[Short task] Set down, in full, every record in the block.

[Entries]

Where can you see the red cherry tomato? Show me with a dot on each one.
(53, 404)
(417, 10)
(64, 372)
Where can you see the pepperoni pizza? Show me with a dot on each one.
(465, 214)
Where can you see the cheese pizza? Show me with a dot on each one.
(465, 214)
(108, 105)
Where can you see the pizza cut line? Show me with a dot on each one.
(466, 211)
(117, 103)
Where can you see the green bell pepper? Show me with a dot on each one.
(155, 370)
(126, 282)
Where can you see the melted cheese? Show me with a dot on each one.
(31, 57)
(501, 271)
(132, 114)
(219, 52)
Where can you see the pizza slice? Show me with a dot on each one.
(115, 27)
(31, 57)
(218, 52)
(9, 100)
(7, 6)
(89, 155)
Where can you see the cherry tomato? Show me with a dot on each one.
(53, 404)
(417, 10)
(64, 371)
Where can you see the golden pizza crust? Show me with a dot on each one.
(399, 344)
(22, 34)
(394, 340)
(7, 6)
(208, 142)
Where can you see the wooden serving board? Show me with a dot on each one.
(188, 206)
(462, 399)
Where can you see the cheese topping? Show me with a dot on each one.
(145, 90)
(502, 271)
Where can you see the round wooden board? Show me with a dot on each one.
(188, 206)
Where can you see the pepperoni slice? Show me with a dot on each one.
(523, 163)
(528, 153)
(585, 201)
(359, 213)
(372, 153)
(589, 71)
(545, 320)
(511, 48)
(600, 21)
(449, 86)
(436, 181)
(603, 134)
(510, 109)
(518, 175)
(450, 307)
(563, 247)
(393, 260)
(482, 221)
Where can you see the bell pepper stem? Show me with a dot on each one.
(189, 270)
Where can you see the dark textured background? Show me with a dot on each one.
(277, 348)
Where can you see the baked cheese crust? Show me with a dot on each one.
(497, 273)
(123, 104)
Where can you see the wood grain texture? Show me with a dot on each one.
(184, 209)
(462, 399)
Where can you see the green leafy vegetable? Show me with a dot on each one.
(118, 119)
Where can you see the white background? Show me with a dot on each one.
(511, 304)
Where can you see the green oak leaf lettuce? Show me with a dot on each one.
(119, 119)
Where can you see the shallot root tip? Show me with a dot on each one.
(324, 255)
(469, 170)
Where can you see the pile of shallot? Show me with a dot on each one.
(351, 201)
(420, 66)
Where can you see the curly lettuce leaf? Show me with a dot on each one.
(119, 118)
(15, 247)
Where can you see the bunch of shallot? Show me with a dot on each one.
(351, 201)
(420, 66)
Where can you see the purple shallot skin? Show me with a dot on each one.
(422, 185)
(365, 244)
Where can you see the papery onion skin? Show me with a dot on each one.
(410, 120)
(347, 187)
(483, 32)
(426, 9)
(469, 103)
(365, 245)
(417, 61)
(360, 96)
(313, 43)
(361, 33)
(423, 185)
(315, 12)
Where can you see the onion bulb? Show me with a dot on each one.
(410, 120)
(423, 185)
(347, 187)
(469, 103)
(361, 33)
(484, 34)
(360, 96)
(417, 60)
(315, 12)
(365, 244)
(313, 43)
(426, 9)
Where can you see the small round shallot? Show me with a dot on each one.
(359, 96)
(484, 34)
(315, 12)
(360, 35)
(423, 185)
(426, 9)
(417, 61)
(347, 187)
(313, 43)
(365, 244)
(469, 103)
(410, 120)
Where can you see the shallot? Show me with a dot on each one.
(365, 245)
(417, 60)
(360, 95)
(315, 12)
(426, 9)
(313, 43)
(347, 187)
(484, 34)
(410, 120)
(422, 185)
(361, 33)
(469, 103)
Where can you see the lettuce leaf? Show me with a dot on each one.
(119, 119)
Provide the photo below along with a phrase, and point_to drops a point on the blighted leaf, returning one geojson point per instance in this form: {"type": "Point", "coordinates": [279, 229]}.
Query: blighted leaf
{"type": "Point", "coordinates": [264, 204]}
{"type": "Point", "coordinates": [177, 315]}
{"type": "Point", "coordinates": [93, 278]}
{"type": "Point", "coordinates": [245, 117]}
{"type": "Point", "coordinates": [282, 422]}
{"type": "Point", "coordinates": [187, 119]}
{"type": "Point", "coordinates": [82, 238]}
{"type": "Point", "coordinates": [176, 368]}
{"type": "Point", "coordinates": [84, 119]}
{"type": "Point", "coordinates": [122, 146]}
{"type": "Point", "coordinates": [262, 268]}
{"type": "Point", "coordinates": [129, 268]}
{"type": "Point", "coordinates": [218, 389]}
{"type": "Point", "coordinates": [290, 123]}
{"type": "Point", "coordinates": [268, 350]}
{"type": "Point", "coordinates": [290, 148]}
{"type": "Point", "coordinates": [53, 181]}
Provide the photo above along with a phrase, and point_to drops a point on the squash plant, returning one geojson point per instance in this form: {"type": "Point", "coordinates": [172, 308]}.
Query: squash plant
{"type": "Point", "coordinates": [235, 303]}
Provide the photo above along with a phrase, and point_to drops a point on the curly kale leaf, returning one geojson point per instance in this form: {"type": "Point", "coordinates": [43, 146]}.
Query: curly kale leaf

[Exercise solution]
Where can you see the red cherry tomato? Show me with a dot on each one.
(53, 404)
(417, 10)
(64, 372)
Where can you see the pepperoni pizza? Show me with a dot on each one.
(465, 214)
Where can you see the cheese pizza? Show me with a dot on each one.
(465, 214)
(108, 105)
Where can you see the pizza cut line? Show me with a dot on each one.
(466, 211)
(117, 103)
Where can you see the green bell pepper? Show me with a dot on each one.
(155, 370)
(126, 282)
Where can you see the melted cheese? Show me with a dot on each one.
(31, 57)
(501, 271)
(132, 114)
(219, 52)
Where can you see the pizza slice? Show me with a dot on each one.
(115, 27)
(31, 57)
(218, 52)
(9, 100)
(7, 6)
(89, 155)
Where can you see the cherry tomato? Show me with a dot on each one.
(53, 404)
(417, 10)
(64, 371)
Where can you see the golden pizza crust? Show me with a dot on each one.
(399, 344)
(22, 34)
(394, 340)
(7, 6)
(208, 142)
Where can you see the wooden serving board? Show me with a dot on each one.
(188, 206)
(462, 399)
Where can you see the cheese topping? Show me with a dot on each one.
(145, 90)
(502, 271)
Where can you see the round wooden board? Show me with a dot on each one.
(188, 206)
Where can you see the pepperoni slice? Show me with a dot on each one.
(523, 163)
(528, 153)
(585, 201)
(359, 213)
(372, 153)
(589, 71)
(545, 320)
(511, 48)
(600, 21)
(449, 86)
(436, 181)
(603, 134)
(510, 109)
(518, 175)
(450, 307)
(563, 247)
(393, 260)
(482, 221)
Where can you see the bell pepper stem? Show me with a dot on each one.
(189, 270)
Where can you see the dark textured background? Show me with a dot on each one.
(277, 348)
Where can you see the baked cheese crust? Show me with a dot on each one.
(497, 273)
(123, 104)
Where can you see the wood grain texture? Show me with a dot on each one.
(184, 209)
(462, 399)
Where can you see the green leafy vegetable? Show me with a dot on each one.
(118, 119)
Where can you see the white background? Show me with a dot on each one.
(511, 304)
Where can you see the green oak leaf lettuce? Show me with a dot on each one.
(119, 119)
Where can you see the shallot root tip? Show me with a dot on each one.
(324, 255)
(469, 170)
Where can you see the pile of shallot? Show me with a dot on each one.
(351, 201)
(420, 66)
Where can you see the curly lettuce leaf? Show me with a dot on each one.
(119, 118)
(15, 247)
Where can you see the bunch of shallot? Show me with a dot on each one.
(351, 201)
(420, 66)
Where can you see the purple shallot skin? Show me with a dot on each one.
(422, 185)
(365, 244)
Where can you see the papery onion skin? Show me with a dot on each one.
(410, 120)
(347, 187)
(483, 32)
(426, 9)
(469, 103)
(365, 245)
(417, 61)
(360, 96)
(313, 43)
(361, 33)
(423, 185)
(315, 12)
Where can you see the onion bulb? Show me with a dot on each one.
(410, 120)
(423, 185)
(347, 187)
(469, 103)
(361, 33)
(484, 34)
(360, 96)
(417, 60)
(315, 12)
(365, 244)
(313, 43)
(426, 9)
Where can you see the small round shallot? Show me with a dot on each one.
(359, 96)
(484, 34)
(315, 12)
(360, 35)
(423, 185)
(426, 9)
(417, 61)
(347, 187)
(313, 43)
(365, 244)
(469, 103)
(410, 120)
Where can you see the shallot? Show me with a dot on each one.
(365, 245)
(417, 60)
(360, 95)
(315, 12)
(426, 9)
(313, 43)
(347, 187)
(484, 34)
(410, 120)
(422, 185)
(361, 33)
(469, 103)
Where can you see the lettuce leaf? Show me with a dot on each one.
(119, 119)
Provide the photo below along with a phrase, and point_to drops a point on the blighted leaf, returning one geojson point per instance in this form: {"type": "Point", "coordinates": [279, 229]}.
Query: blighted leaf
{"type": "Point", "coordinates": [264, 204]}
{"type": "Point", "coordinates": [177, 315]}
{"type": "Point", "coordinates": [93, 278]}
{"type": "Point", "coordinates": [245, 117]}
{"type": "Point", "coordinates": [282, 422]}
{"type": "Point", "coordinates": [187, 119]}
{"type": "Point", "coordinates": [82, 238]}
{"type": "Point", "coordinates": [176, 368]}
{"type": "Point", "coordinates": [84, 119]}
{"type": "Point", "coordinates": [122, 146]}
{"type": "Point", "coordinates": [262, 268]}
{"type": "Point", "coordinates": [129, 268]}
{"type": "Point", "coordinates": [218, 389]}
{"type": "Point", "coordinates": [290, 123]}
{"type": "Point", "coordinates": [268, 350]}
{"type": "Point", "coordinates": [290, 148]}
{"type": "Point", "coordinates": [53, 181]}
Provide the photo above along with a phrase, and point_to drops a point on the squash plant, returning one geojson point per instance in this form: {"type": "Point", "coordinates": [172, 308]}.
Query: squash plant
{"type": "Point", "coordinates": [235, 303]}
Provide the photo above along with a phrase, and point_to drops a point on the curly kale leaf, returning one geojson point per instance in this form: {"type": "Point", "coordinates": [43, 146]}.
Query: curly kale leaf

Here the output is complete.